Start RECORDS TO USE

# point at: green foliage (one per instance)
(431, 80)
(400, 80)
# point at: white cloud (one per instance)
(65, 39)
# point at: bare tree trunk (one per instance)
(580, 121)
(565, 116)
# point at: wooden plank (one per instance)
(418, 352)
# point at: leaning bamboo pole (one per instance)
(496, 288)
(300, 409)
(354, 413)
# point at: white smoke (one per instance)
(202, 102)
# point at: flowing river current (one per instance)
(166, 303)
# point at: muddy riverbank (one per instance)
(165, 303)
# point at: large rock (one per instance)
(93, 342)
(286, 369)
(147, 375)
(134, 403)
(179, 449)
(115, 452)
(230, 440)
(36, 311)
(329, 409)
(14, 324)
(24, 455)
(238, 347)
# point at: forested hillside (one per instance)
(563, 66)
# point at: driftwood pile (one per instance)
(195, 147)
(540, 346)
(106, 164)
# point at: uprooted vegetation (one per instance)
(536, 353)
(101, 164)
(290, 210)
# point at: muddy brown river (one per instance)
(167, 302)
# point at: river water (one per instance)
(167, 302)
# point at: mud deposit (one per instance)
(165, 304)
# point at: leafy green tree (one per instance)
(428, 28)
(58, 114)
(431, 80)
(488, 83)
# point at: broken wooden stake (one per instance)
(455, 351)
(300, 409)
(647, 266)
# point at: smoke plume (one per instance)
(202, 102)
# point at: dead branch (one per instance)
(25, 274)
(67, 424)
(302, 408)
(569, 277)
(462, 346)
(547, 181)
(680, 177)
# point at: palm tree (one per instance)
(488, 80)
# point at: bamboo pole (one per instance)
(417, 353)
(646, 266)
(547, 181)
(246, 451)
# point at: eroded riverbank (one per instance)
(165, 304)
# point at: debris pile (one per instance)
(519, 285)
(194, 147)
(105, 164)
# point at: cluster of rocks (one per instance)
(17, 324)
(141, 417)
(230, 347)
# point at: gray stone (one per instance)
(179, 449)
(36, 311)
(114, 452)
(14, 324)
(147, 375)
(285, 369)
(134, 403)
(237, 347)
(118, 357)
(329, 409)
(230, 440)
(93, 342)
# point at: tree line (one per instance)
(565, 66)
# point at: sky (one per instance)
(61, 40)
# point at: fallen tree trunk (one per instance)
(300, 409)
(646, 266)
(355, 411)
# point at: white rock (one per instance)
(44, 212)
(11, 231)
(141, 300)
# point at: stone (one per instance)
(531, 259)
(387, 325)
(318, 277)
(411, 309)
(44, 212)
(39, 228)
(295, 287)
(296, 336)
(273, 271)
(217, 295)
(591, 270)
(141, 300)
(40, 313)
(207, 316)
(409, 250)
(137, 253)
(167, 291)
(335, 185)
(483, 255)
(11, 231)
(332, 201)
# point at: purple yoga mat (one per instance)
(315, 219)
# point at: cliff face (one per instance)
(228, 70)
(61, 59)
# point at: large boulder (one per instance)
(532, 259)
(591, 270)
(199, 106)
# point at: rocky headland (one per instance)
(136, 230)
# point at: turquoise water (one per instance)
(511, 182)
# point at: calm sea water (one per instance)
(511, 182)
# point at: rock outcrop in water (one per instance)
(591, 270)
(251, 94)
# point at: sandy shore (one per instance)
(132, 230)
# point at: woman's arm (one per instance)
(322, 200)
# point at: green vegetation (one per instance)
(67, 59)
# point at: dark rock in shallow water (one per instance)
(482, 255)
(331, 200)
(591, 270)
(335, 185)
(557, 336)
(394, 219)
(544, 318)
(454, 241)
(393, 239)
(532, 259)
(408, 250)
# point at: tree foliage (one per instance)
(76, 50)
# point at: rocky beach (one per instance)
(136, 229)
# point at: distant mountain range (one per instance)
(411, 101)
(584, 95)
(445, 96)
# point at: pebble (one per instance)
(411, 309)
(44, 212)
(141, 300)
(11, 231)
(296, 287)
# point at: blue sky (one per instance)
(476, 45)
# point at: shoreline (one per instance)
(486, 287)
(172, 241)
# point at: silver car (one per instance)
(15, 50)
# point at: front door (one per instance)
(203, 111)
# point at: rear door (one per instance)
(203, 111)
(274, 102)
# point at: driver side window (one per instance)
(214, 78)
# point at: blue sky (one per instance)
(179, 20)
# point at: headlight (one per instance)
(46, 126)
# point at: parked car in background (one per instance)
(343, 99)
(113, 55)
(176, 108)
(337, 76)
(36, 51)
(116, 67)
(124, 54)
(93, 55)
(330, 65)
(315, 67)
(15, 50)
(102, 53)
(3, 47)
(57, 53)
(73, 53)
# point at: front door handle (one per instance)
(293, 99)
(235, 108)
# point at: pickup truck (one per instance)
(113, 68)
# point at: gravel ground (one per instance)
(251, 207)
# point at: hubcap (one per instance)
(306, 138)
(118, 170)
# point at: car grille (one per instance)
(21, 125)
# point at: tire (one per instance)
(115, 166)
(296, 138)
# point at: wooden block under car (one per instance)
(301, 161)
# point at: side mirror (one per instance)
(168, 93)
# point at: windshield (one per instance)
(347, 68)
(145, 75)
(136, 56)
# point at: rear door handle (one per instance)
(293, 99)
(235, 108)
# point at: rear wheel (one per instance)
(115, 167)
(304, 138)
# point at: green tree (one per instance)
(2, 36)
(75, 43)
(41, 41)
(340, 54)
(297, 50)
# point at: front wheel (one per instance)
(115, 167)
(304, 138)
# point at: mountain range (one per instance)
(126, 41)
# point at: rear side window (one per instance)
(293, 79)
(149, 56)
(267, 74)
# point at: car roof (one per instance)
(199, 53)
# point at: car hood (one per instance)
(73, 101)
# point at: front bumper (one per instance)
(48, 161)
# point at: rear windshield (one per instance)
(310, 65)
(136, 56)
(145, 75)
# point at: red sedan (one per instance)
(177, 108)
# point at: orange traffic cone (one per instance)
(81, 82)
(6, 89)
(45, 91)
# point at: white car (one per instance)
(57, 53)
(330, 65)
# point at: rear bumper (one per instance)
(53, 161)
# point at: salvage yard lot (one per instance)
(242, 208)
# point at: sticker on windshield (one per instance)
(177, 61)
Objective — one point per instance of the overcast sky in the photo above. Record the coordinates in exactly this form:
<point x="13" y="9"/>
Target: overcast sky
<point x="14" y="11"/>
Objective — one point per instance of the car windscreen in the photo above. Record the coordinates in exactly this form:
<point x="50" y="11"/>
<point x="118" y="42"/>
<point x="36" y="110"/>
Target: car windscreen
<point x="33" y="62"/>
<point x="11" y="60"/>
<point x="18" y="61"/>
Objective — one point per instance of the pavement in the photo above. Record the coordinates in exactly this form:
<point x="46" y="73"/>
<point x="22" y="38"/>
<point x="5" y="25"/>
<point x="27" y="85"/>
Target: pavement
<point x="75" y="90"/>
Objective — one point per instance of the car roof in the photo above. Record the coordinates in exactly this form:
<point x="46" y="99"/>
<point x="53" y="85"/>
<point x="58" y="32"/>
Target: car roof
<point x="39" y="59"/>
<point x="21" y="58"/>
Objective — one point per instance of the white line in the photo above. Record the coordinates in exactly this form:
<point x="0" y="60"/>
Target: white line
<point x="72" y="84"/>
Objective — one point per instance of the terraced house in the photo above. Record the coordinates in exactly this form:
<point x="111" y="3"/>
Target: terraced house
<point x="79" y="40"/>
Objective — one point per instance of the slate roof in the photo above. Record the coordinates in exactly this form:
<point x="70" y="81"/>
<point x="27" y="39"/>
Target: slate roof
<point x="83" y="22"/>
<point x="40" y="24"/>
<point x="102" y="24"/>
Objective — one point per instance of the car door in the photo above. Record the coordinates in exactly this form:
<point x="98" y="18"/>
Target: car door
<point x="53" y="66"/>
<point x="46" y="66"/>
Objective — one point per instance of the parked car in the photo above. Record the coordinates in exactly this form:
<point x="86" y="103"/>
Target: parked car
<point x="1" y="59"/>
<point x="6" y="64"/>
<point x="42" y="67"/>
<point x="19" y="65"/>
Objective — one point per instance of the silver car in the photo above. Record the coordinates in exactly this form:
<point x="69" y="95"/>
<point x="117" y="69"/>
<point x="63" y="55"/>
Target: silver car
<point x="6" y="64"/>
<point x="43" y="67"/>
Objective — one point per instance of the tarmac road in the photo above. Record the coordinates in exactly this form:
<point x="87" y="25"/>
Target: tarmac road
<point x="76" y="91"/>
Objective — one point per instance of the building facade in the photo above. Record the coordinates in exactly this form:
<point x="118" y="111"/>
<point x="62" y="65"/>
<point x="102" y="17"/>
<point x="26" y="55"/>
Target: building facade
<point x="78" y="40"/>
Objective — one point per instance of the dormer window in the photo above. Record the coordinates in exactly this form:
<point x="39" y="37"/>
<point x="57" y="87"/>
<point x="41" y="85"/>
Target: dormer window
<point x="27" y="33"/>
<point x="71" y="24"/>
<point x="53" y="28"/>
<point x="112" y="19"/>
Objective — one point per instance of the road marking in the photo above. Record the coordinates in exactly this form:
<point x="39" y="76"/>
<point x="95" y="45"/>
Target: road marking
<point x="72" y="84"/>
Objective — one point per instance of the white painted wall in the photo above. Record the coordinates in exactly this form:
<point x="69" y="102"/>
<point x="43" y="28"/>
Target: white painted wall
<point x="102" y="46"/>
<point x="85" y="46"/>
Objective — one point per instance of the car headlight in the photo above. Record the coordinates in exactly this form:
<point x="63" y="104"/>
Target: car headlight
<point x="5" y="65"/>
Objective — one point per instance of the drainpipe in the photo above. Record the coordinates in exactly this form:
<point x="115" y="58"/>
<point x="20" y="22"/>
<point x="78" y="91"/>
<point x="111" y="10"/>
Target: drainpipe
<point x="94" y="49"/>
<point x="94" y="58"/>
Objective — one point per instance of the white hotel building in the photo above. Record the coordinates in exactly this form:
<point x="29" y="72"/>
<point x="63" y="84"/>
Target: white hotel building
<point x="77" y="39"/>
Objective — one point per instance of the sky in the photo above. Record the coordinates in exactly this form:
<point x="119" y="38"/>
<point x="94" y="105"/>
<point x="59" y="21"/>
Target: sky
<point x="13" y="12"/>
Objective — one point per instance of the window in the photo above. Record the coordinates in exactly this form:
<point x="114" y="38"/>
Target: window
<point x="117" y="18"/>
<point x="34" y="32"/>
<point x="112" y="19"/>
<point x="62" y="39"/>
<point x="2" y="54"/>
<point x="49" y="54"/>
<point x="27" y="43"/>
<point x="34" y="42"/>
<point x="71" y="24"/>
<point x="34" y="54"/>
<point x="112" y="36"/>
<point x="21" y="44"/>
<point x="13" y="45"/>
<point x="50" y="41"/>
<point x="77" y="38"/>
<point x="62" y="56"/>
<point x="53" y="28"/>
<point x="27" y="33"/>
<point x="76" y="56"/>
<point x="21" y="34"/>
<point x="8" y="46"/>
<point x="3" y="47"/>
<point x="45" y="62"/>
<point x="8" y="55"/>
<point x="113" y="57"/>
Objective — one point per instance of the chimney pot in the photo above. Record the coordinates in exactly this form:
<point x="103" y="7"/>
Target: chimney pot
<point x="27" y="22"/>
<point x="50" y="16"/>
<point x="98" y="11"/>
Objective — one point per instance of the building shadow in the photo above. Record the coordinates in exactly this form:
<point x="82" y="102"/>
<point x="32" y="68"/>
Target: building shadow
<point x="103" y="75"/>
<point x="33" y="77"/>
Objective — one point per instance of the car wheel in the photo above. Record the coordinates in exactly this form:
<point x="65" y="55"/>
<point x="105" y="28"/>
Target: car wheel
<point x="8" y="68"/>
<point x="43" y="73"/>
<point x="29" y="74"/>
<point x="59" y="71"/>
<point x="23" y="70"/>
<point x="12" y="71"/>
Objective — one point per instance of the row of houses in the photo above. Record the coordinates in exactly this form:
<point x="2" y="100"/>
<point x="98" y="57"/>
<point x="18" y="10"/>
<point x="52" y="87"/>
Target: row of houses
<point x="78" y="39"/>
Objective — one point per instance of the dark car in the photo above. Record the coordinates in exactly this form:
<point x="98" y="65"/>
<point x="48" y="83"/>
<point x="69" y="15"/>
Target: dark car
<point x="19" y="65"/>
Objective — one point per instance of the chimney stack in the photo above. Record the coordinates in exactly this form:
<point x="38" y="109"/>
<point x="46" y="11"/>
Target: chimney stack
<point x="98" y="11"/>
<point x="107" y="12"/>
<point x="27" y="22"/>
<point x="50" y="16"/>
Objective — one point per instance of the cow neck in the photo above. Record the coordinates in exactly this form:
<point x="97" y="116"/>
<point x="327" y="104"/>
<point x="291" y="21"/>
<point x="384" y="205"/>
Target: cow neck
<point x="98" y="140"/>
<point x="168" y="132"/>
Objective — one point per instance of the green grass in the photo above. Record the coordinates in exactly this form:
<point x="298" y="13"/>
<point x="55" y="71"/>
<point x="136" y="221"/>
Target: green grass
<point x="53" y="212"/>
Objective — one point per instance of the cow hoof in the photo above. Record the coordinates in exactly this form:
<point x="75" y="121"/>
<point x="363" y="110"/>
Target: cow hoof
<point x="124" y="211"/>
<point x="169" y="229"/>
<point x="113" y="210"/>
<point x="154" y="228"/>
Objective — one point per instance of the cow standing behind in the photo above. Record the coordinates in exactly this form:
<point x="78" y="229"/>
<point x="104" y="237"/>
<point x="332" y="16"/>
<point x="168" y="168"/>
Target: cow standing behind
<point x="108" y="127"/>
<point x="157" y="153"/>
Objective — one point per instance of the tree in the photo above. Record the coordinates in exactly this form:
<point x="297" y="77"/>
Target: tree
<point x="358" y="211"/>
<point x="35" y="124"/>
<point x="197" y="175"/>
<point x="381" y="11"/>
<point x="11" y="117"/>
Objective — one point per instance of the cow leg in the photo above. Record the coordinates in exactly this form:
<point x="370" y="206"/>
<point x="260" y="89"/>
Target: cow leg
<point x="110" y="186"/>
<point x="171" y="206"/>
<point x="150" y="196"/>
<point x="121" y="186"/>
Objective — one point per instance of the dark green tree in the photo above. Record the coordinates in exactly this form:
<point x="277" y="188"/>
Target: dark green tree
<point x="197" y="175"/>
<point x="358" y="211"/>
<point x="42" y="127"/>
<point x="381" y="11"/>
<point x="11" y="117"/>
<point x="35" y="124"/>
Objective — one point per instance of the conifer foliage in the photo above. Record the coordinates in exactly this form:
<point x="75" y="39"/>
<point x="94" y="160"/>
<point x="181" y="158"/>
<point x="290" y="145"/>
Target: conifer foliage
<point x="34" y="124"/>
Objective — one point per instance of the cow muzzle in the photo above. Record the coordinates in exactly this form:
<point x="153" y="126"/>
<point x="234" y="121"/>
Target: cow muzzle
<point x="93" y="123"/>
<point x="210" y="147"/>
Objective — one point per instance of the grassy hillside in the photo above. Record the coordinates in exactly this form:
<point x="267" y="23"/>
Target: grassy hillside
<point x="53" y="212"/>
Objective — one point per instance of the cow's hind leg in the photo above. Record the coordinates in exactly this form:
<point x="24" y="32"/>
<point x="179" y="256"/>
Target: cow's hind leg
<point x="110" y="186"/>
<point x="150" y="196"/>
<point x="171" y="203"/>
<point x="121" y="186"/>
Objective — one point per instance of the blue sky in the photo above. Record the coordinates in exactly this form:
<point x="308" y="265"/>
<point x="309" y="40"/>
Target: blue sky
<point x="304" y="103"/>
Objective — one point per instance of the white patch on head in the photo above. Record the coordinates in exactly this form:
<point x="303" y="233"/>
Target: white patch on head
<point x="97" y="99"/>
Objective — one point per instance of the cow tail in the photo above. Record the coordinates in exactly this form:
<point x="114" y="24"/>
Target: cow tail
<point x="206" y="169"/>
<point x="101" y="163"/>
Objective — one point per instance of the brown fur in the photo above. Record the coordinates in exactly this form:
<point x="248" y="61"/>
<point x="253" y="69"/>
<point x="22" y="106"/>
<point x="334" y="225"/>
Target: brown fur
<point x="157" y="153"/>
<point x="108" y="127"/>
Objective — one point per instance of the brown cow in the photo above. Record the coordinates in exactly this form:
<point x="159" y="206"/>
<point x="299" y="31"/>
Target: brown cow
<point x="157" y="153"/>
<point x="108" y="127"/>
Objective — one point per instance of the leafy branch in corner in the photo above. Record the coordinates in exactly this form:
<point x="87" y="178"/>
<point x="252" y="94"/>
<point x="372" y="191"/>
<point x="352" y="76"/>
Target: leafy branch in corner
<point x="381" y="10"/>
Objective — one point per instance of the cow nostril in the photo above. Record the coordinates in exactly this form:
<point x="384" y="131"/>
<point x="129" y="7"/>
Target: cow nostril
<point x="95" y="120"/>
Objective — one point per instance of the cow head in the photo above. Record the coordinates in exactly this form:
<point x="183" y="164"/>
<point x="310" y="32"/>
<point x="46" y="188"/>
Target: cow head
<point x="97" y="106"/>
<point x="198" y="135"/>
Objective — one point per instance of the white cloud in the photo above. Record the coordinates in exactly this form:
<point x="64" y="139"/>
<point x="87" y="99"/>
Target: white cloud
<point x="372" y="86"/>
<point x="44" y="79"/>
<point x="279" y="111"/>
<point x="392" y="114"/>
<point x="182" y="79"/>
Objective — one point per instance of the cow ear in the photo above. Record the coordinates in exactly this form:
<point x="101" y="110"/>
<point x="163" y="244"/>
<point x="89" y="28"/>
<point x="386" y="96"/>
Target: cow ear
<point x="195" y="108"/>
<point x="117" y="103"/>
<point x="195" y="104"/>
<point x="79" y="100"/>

End RECORDS TO USE

**TASK BRIEF**. Your task is to return, exactly and on their own, the lines from the one containing "Objective — one point per instance of the white cloud" through the last line of the listing.

**THE COMPLETED TASK**.
Objective — one point per instance of the white cloud in the photo above. Record the coordinates in exactly this form:
<point x="64" y="139"/>
<point x="87" y="99"/>
Target: white cloud
<point x="372" y="86"/>
<point x="44" y="79"/>
<point x="279" y="111"/>
<point x="392" y="114"/>
<point x="182" y="79"/>
Objective — one point per instance of the cow ear in the photo above. Record the coordinates in exactly this form:
<point x="101" y="110"/>
<point x="163" y="244"/>
<point x="89" y="28"/>
<point x="386" y="96"/>
Target: cow ear
<point x="195" y="108"/>
<point x="117" y="103"/>
<point x="195" y="104"/>
<point x="79" y="100"/>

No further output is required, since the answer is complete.